DATA FOR THE TASK:
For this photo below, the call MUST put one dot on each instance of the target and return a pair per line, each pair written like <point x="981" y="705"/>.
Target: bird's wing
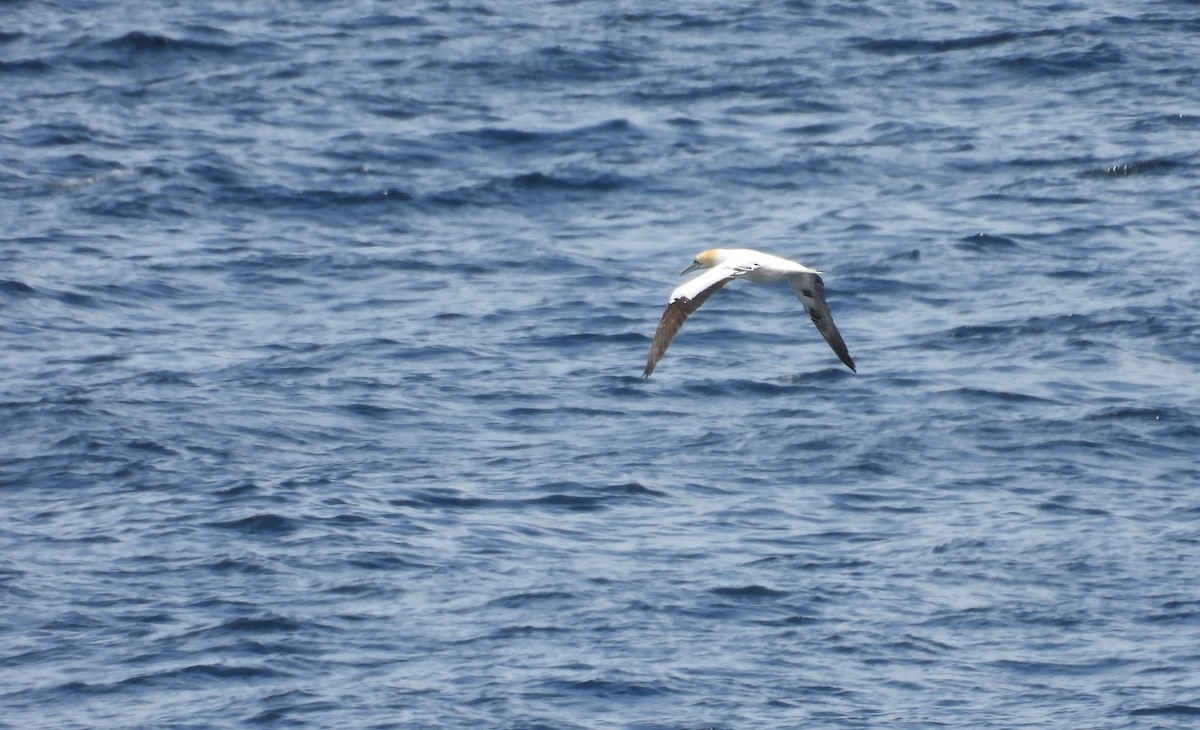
<point x="810" y="291"/>
<point x="685" y="300"/>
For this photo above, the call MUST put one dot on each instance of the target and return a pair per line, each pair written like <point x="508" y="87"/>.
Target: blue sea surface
<point x="322" y="328"/>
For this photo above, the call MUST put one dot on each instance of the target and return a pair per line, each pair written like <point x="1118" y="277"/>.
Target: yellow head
<point x="705" y="259"/>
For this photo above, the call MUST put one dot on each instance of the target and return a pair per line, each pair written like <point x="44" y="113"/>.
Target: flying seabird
<point x="726" y="264"/>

TO DO:
Rewrite all the data above, changing "the call" to "the response" and keeping everything else the same. Leave the pictures out of your answer.

TASK RESPONSE:
For this photo below, the response MUST put one dot on each instance of the target and return a pair per line, each pair written like <point x="981" y="705"/>.
Target: bird's wing
<point x="810" y="291"/>
<point x="685" y="300"/>
For this photo above, the response MUST put one dot on each instance of the target and return a pair per line, each pair written like <point x="508" y="87"/>.
Target: blue sea surface
<point x="322" y="328"/>
For this photo above, the response MUST put one dot on each instance of the target and return a pair per line, each pair written like <point x="1118" y="277"/>.
Target: yellow head
<point x="705" y="259"/>
For this photo above, the response MUST put one dot on each instance of the target and return a pair per line, each pair written like <point x="44" y="113"/>.
Target: flying seabird
<point x="726" y="264"/>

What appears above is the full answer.